THE REQUEST: Copy the listing from the line with "Please provide the mask of every instance of the <item>wine" up to and including the line with "254 70 L 264", requests and all, and shift every coordinate in the answer outlines by adding -7 to it.

INPUT DATA:
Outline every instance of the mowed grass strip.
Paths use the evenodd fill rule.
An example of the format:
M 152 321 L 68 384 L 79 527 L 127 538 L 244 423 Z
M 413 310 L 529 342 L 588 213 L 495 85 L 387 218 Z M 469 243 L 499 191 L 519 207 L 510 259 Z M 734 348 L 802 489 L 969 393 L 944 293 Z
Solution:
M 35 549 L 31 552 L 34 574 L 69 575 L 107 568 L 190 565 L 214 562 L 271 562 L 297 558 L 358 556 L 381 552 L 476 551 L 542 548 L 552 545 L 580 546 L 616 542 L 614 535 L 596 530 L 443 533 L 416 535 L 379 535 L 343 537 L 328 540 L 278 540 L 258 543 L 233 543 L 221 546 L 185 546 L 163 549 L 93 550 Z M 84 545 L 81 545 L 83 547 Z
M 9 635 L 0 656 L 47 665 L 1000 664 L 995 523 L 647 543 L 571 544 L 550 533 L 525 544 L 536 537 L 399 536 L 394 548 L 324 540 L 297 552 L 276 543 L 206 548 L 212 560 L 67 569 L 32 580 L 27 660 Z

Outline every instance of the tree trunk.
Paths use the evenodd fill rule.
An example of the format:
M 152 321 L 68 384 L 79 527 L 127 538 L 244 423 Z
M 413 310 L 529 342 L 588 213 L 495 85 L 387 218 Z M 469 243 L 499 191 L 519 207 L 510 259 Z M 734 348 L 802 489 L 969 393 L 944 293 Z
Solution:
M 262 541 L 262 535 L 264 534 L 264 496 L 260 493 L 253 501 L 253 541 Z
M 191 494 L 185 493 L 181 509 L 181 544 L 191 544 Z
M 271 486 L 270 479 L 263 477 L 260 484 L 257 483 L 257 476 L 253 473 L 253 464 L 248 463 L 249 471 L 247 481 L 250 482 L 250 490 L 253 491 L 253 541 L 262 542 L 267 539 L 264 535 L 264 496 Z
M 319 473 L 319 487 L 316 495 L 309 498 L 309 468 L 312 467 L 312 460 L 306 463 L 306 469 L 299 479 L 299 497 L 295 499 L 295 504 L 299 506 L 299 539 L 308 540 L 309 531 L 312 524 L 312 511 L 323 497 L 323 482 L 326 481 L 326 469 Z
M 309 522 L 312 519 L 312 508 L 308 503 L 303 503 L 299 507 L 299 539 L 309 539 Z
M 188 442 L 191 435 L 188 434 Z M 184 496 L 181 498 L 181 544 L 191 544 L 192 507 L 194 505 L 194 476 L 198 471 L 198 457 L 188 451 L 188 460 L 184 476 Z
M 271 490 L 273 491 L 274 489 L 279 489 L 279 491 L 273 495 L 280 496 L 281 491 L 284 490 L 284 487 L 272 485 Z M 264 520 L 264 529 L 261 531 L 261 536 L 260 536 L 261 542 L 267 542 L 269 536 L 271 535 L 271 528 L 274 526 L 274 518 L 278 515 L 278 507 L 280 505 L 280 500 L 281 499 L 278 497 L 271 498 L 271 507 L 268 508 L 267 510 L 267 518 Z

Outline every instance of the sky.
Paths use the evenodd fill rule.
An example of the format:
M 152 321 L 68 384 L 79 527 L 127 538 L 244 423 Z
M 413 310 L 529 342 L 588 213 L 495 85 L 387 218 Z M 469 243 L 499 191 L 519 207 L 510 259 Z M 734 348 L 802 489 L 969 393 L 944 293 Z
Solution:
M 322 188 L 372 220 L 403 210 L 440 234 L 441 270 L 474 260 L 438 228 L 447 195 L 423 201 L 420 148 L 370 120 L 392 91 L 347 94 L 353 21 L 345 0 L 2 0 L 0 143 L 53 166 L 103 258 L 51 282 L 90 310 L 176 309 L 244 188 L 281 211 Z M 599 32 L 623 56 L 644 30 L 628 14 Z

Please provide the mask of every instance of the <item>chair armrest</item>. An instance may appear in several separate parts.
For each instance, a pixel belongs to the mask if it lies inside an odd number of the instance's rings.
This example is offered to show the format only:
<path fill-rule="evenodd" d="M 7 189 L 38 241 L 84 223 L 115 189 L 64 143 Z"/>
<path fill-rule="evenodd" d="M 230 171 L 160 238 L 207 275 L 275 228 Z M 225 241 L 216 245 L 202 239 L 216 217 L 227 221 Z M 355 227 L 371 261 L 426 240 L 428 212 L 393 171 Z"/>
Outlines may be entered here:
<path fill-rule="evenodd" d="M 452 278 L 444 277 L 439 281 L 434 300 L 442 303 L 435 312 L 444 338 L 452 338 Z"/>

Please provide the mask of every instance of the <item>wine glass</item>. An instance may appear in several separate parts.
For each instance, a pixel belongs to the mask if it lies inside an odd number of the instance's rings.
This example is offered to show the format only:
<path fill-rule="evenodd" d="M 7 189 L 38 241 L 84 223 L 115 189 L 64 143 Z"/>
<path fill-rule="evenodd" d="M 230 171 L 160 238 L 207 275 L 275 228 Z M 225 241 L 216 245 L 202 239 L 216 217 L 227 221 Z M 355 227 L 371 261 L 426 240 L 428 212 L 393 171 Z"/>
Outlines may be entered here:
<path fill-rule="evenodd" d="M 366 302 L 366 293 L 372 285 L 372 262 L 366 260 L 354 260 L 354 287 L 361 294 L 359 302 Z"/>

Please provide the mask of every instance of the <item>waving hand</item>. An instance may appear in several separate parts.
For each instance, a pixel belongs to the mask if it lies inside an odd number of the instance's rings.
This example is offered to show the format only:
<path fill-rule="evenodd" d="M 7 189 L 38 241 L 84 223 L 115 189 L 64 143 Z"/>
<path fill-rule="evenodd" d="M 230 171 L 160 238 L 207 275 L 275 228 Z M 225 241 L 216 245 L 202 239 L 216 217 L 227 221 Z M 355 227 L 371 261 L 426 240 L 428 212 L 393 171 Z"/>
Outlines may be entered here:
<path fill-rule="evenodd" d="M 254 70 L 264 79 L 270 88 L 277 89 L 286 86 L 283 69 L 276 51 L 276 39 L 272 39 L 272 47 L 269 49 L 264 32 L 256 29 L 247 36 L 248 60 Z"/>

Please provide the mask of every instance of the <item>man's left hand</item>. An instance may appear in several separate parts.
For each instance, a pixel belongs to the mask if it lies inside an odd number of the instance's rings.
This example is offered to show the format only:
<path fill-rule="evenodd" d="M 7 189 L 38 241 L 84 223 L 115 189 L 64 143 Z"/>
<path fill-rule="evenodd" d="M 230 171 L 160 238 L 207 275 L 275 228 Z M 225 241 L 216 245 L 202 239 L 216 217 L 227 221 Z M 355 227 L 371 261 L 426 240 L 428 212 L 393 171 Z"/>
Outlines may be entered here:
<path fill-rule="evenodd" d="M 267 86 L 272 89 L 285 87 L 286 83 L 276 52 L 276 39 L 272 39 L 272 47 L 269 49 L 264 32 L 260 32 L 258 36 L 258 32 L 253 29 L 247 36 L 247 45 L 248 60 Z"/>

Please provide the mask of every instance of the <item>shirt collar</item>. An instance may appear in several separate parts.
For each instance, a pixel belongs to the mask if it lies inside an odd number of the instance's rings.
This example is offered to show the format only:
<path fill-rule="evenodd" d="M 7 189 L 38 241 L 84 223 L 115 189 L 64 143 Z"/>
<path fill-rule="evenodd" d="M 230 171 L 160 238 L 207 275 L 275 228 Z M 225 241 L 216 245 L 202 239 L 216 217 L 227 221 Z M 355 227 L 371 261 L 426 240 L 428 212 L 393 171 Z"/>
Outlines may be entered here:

SOLUTION TO THE EXERCISE:
Please provide the mask of every instance of the <item>wine glass</item>. An instance may appear in several separate parts.
For each instance, a pixel belongs to the mask if it lies inside an odd number of the instance's rings.
This example is offered to show the format only:
<path fill-rule="evenodd" d="M 7 189 L 38 241 L 84 223 L 115 189 L 64 143 Z"/>
<path fill-rule="evenodd" d="M 230 171 L 160 238 L 207 275 L 275 228 Z M 225 241 L 216 245 L 202 239 L 216 217 L 227 221 Z M 355 227 L 371 261 L 426 240 L 428 212 L 393 171 Z"/>
Outlines may be entered here:
<path fill-rule="evenodd" d="M 359 295 L 359 286 L 365 278 L 365 255 L 359 253 L 347 253 L 347 280 L 354 287 L 352 295 Z"/>

Please provide the mask of every instance of the <item>waving hand</item>. An instance may appear in several separate parts.
For each instance, a pixel belongs to the mask if it lies inside an odd number of the instance's rings.
This example is offered to show the format only:
<path fill-rule="evenodd" d="M 7 189 L 38 241 L 84 223 L 115 189 L 64 143 Z"/>
<path fill-rule="evenodd" d="M 230 171 L 160 238 L 207 275 L 275 228 Z M 225 241 L 216 245 L 202 239 L 216 217 L 227 221 Z M 355 227 L 371 261 L 426 240 L 428 212 L 393 171 Z"/>
Outlines may be entered here:
<path fill-rule="evenodd" d="M 247 63 L 257 72 L 263 81 L 270 82 L 279 79 L 276 62 L 269 44 L 269 32 L 265 32 L 265 40 L 262 42 L 257 25 L 249 22 L 240 29 L 241 53 Z"/>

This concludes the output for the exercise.